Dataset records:
+ + + +
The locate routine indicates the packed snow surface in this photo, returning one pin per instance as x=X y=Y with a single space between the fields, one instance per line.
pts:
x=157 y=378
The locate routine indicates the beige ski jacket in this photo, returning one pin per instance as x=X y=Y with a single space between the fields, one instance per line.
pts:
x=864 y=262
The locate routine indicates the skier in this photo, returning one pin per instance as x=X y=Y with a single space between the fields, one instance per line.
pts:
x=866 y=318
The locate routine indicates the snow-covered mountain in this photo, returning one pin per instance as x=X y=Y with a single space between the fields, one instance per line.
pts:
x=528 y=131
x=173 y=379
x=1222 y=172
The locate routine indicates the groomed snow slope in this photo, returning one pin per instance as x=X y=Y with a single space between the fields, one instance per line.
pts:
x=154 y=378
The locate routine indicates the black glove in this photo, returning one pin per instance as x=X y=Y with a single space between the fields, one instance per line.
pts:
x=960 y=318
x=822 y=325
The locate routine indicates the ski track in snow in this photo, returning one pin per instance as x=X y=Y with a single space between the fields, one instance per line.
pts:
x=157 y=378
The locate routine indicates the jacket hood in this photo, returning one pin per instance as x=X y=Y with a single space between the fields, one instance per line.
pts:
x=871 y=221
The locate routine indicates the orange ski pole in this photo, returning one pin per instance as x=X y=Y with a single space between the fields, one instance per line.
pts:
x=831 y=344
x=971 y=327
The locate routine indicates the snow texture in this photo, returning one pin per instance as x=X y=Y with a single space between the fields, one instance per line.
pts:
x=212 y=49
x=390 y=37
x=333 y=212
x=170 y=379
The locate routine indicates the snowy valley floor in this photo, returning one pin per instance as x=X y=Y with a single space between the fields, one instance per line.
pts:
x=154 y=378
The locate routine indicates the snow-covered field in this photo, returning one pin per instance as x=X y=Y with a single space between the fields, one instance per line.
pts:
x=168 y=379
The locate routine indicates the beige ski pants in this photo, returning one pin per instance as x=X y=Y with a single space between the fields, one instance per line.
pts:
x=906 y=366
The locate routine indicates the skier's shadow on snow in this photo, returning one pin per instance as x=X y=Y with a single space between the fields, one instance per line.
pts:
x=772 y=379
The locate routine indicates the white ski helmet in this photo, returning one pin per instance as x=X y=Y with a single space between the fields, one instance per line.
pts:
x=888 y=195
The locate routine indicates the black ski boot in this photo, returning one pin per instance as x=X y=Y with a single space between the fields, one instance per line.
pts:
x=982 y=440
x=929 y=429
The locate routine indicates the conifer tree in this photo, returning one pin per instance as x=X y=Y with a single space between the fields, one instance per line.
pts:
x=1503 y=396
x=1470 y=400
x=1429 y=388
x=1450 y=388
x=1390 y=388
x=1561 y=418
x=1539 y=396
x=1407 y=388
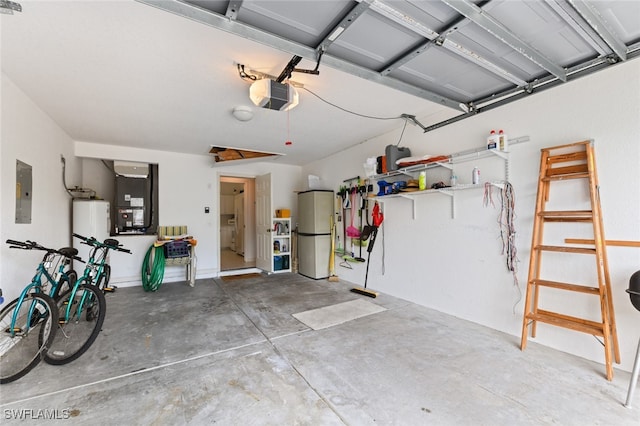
+ + + +
* [Exercise directions]
Replace "locate routine" with "pointing tool" in the entries from the start of the records through the line holding "x=1222 y=172", inclusive. Give back only those lines, with nothing else changed.

* [Reply to the task]
The pointing tool indicates the packed snow surface in this photo, returning one pin per instance as x=X y=Y with a single space between the fields, one instance per line.
pts:
x=157 y=378
The pointing tool indicates the beige ski jacket in this photo, returning one pin per instance as x=X y=Y with a single space between the fields, one instance per line.
pts:
x=864 y=262
The pointing tool indicates the skier in this photo, returning one pin per instance as x=X y=Y with a single space between the fields, one instance per line.
pts:
x=866 y=318
The pointing tool indicates the snow-covered mountain in this photo, returning one pin per instance as x=X y=Y with a single space between the fields, one instance per line.
pts:
x=528 y=131
x=173 y=379
x=1222 y=172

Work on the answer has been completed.